--- BEGIN SELECTED EXCERPT ---
Platform cleanup: resolve 15 active alerts + stabilize CI #109

Closed
opened 2026-03-18 16:39:45 +00:00 by forgejo_admin · 2 comments

Lineage

plan-pal-e-platform — platform hardening

Repo

forgejo_admin/pal-e-platform + forgejo_admin/pal-e-deployments

User Story

As a platform operator
I want zero non-Watchdog alerts firing
So that real incidents are visible and the platform doesn't cry wolf

Context

As of 2026-03-18, 15 alerts are active. Most are from stale deployments, non-critical dev namespaces, and metric collection gaps — not real outages. Alert fatigue trains us to ignore real incidents.

Active Alerts (triage)
--- END SELECTED EXCERPT ---
--- BEGIN PROVIDED MATERIAL ---
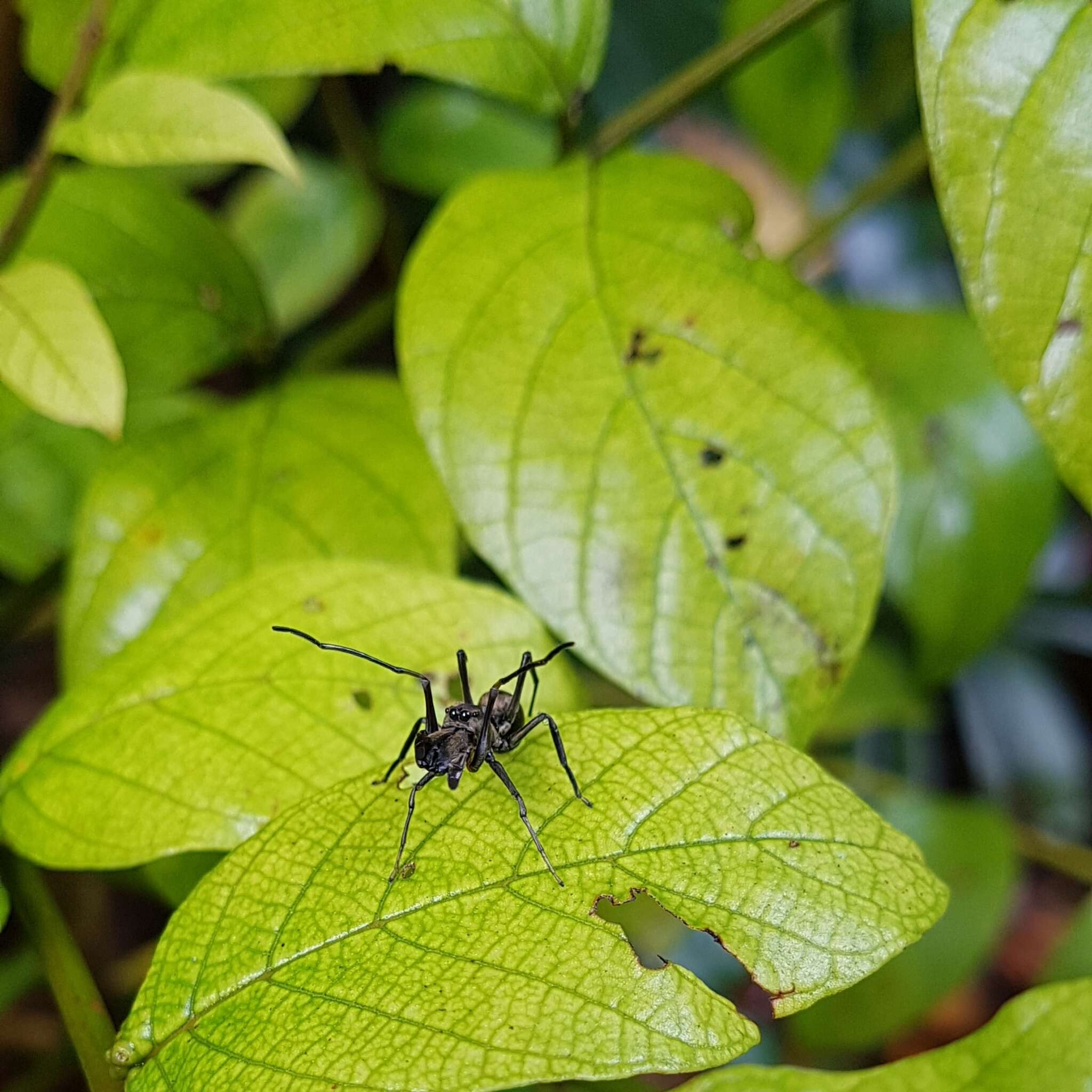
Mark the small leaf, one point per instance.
(663, 445)
(979, 495)
(317, 468)
(798, 99)
(968, 845)
(56, 353)
(306, 242)
(541, 55)
(177, 295)
(435, 138)
(194, 736)
(1038, 1041)
(516, 980)
(1005, 93)
(142, 119)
--- END PROVIDED MATERIAL ---
§ **WRITTEN TASK**: Reproduce the full platform cleanup issue from above, word for word.

§ **THE RESPONSE**:
Platform cleanup: resolve 15 active alerts + stabilize CI #109

Closed
opened 2026-03-18 16:39:45 +00:00 by forgejo_admin · 2 comments

Lineage

plan-pal-e-platform — platform hardening

Repo

forgejo_admin/pal-e-platform + forgejo_admin/pal-e-deployments

User Story

As a platform operator
I want zero non-Watchdog alerts firing
So that real incidents are visible and the platform doesn't cry wolf

Context

As of 2026-03-18, 15 alerts are active. Most are from stale deployments, non-critical dev namespaces, and metric collection gaps — not real outages. Alert fatigue trains us to ignore real incidents.

Active Alerts (triage)